Set exercise ▸ Retype the tail of the data exactly, starting at the line containing "like [327, 871]." and stopping at the last line.

**** Dataset rows

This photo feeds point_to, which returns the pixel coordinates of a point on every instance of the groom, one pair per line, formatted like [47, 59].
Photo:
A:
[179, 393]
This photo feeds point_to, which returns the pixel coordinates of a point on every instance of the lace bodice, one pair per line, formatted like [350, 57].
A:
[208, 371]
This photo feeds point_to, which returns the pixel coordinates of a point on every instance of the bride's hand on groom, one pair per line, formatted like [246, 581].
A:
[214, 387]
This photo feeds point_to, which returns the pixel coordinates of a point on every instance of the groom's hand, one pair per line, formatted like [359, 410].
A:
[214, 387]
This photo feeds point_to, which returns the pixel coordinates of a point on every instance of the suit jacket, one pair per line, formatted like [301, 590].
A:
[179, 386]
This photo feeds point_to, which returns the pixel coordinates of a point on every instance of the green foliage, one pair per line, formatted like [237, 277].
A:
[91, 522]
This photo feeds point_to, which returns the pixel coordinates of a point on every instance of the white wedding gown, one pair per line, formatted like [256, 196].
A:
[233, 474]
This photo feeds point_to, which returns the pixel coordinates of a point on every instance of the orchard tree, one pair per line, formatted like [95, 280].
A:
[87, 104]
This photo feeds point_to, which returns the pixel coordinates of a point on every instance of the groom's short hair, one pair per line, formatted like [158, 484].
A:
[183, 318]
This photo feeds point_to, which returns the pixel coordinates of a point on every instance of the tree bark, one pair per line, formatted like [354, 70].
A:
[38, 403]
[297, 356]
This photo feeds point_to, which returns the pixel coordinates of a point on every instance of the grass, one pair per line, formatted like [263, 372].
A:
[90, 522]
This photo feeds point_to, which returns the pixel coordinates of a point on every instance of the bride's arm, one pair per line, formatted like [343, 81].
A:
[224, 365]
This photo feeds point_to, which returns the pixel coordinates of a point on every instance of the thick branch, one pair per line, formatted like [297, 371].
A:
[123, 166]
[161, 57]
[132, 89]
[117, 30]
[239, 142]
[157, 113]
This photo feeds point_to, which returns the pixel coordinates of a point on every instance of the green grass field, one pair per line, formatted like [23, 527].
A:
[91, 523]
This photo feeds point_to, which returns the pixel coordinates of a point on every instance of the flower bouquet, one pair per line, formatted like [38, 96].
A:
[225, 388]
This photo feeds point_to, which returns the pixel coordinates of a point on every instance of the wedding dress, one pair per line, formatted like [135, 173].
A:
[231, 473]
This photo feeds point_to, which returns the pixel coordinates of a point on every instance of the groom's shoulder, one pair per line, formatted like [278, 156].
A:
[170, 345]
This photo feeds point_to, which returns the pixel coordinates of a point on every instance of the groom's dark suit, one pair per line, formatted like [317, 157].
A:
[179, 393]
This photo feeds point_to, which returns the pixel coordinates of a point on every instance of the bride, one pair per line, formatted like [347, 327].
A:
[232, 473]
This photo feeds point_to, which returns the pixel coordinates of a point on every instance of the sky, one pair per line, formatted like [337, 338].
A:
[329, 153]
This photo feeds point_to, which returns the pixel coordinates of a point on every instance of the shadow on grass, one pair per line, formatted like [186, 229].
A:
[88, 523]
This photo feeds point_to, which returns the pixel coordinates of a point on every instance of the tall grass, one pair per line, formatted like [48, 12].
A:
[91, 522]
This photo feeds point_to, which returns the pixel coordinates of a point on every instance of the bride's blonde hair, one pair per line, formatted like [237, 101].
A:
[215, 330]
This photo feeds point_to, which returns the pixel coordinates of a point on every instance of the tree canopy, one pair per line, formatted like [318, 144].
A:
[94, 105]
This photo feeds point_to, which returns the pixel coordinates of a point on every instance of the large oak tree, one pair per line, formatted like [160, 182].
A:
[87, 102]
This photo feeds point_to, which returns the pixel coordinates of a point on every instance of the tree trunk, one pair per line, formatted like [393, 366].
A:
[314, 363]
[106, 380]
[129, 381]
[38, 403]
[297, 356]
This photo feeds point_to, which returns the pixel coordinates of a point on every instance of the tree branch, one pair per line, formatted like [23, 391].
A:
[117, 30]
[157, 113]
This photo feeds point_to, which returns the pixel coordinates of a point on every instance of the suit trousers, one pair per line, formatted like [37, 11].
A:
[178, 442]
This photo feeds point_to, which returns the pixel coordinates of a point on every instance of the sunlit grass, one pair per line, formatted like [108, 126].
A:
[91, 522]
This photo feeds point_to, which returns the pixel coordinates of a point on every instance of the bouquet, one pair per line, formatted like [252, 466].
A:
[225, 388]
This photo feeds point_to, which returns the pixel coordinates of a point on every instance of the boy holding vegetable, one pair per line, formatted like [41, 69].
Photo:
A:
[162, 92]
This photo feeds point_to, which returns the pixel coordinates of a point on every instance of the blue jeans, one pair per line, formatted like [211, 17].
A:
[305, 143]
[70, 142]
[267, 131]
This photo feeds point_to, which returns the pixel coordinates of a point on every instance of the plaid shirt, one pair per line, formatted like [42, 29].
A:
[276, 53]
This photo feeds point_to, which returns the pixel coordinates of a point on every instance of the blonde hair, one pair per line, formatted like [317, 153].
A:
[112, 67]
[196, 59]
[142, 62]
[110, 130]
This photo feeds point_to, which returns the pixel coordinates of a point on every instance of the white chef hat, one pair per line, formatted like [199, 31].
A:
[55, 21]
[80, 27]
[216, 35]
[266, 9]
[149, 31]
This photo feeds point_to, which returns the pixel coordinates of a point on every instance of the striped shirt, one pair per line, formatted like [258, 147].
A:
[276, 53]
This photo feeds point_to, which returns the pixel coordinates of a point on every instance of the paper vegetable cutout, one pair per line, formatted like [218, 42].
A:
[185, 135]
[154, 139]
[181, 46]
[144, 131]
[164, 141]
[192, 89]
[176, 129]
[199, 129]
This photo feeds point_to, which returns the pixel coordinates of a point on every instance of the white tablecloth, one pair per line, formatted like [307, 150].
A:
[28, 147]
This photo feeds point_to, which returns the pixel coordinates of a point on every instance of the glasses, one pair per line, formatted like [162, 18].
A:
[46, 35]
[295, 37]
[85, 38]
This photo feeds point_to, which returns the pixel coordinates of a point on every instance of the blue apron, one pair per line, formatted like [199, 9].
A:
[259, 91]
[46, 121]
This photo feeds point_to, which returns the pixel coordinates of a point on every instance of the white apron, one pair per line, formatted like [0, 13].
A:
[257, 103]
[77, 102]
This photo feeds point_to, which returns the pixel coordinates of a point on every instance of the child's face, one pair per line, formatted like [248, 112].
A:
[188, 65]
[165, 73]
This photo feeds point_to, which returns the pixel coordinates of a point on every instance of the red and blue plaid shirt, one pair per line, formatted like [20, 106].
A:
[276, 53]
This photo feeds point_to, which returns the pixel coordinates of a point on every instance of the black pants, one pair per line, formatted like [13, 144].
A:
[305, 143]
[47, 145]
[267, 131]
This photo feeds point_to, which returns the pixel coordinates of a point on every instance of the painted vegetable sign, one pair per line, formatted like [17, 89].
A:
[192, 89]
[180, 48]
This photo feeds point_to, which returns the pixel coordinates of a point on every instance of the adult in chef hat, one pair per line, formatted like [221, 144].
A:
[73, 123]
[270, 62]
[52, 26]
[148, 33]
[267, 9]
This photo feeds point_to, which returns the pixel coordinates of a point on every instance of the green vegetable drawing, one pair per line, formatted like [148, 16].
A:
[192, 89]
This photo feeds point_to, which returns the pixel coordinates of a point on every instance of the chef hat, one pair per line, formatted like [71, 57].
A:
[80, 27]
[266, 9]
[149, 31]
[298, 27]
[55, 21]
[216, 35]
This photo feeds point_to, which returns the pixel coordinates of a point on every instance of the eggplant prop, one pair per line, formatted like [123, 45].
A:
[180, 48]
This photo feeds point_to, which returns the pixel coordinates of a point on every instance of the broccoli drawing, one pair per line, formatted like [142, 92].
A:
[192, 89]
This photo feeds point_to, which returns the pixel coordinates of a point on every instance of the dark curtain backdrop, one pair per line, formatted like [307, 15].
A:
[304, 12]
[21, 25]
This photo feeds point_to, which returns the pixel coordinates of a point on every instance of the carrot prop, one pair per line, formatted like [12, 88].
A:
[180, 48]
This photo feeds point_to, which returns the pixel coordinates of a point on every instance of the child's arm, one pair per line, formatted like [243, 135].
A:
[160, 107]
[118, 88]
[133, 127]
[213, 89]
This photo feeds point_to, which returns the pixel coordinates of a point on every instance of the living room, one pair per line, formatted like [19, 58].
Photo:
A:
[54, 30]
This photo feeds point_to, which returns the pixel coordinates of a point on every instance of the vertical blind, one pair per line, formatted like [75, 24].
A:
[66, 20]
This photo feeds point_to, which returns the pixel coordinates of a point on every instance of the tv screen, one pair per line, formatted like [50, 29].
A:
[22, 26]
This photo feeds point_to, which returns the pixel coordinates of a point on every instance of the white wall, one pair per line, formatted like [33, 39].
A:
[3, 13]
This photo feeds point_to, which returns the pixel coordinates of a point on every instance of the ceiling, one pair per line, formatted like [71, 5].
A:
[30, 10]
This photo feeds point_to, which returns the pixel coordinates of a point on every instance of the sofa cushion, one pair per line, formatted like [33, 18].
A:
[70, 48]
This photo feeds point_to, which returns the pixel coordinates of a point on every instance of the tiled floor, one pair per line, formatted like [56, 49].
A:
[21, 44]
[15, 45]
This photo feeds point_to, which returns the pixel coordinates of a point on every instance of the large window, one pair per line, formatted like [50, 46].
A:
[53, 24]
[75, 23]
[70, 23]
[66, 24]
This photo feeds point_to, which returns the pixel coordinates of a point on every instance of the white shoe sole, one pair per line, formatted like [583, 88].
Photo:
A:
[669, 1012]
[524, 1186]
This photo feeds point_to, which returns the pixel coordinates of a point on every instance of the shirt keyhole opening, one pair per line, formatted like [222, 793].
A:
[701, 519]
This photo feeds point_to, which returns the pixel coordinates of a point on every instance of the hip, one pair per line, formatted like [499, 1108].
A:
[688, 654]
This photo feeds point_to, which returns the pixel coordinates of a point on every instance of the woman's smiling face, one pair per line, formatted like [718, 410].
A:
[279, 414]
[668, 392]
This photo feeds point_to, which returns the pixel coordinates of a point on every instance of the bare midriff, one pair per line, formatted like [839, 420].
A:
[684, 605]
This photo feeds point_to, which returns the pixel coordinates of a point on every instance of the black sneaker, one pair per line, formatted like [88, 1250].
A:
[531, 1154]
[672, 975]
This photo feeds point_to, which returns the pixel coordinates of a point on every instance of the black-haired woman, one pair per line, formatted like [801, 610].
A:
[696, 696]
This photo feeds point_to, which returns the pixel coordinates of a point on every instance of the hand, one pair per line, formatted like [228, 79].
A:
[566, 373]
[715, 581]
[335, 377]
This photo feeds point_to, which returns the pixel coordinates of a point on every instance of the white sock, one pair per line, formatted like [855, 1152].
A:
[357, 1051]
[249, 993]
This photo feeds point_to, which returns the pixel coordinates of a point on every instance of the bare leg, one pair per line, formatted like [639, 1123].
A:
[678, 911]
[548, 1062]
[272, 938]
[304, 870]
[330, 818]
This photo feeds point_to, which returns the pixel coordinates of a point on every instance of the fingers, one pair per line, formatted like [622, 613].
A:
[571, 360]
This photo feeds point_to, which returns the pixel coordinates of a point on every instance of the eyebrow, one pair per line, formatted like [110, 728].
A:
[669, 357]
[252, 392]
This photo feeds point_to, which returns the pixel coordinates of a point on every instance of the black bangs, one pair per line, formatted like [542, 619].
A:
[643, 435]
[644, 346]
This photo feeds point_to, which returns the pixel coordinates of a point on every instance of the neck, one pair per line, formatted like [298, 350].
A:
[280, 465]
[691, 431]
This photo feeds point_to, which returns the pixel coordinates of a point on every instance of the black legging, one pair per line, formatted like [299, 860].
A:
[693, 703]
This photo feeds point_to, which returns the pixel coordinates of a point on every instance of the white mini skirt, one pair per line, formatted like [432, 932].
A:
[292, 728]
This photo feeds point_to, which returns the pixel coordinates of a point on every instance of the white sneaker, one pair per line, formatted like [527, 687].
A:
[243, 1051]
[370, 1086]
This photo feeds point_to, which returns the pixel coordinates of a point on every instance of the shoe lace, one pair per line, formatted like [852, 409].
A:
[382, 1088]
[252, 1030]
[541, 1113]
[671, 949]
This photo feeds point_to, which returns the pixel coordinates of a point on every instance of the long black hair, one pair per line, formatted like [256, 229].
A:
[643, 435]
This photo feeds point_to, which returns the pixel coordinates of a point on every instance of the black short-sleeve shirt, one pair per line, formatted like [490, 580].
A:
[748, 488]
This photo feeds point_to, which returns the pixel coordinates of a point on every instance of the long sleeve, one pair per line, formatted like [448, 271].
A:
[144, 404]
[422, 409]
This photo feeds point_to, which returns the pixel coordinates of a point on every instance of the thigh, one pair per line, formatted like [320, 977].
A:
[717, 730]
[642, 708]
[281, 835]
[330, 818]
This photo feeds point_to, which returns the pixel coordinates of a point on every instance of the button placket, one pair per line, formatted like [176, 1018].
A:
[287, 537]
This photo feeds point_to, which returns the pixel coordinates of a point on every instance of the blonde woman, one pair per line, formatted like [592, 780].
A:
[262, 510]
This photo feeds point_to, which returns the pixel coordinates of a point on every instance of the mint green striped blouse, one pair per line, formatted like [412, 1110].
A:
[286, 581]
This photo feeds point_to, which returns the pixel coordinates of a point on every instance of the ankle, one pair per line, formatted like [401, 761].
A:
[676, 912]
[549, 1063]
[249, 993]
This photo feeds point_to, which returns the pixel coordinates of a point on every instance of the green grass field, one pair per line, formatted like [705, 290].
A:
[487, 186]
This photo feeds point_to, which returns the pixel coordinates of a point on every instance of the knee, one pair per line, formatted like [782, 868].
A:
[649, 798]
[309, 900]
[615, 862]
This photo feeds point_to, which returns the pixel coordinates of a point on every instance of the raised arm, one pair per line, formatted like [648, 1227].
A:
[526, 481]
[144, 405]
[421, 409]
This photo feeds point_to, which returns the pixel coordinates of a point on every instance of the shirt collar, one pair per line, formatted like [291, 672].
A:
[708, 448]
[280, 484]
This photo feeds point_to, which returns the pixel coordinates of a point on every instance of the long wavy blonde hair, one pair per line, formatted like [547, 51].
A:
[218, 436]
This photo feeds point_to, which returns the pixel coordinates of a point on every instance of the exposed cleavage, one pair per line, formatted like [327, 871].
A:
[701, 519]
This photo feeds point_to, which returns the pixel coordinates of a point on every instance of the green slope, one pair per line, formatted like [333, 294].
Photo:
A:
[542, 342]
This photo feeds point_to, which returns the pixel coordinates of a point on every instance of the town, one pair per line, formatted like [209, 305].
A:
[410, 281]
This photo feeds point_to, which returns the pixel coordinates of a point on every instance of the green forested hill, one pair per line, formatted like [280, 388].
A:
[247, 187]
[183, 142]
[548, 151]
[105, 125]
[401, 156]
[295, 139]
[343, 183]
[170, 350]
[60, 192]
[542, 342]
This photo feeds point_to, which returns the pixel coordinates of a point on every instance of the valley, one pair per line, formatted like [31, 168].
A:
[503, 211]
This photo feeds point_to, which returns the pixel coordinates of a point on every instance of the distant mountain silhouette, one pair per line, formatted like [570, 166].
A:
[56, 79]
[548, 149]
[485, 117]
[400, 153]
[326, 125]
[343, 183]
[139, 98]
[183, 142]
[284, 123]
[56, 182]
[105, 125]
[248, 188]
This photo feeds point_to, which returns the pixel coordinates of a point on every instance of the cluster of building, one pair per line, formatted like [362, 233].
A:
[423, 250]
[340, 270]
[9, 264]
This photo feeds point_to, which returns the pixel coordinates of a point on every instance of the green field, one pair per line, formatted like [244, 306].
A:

********

In response ▸
This photo feeds point_to, which returns the pixel coordinates of a point on every instance of the exposed cleavage, one pair per line, formatted like [327, 871].
A:
[701, 519]
This photo feeds point_to, which returns the pixel coordinates of a point on every instance of the green slope, one pair per line, formatted like [333, 294].
Photo:
A:
[542, 342]
This photo feeds point_to, which returns the pixel coordinates of a point on every instance of the town, one pair per line, formatted like [209, 305].
A:
[410, 281]
This photo feeds point_to, which returns the pixel coordinates of a point on every instance of the green forested hill, one pair per line, formatted like [280, 388].
A:
[247, 187]
[183, 142]
[548, 151]
[105, 125]
[401, 156]
[295, 139]
[343, 183]
[170, 350]
[60, 192]
[542, 342]
This photo feeds point_to, which returns the pixel coordinates of a point on every instance of the valley, one pair per line, formatted like [31, 168].
A:
[503, 211]
This photo feeds point_to, which returns the pixel coordinates of a point on every instance of the distant mountain silhouette, one pair per line, formatted like [570, 166].
A:
[56, 79]
[548, 149]
[485, 117]
[400, 153]
[326, 125]
[343, 183]
[139, 98]
[183, 142]
[284, 123]
[56, 182]
[105, 125]
[248, 188]
This photo feeds point_to, which returns the pixel coordinates of a point on every instance of the cluster of building, one pair per line, formatted like [362, 233].
A:
[423, 250]
[340, 270]
[9, 264]
This photo feeds point_to, which returns the pixel coordinates of a point on every instance of the green field, one pair per line, formatted like [244, 306].
A:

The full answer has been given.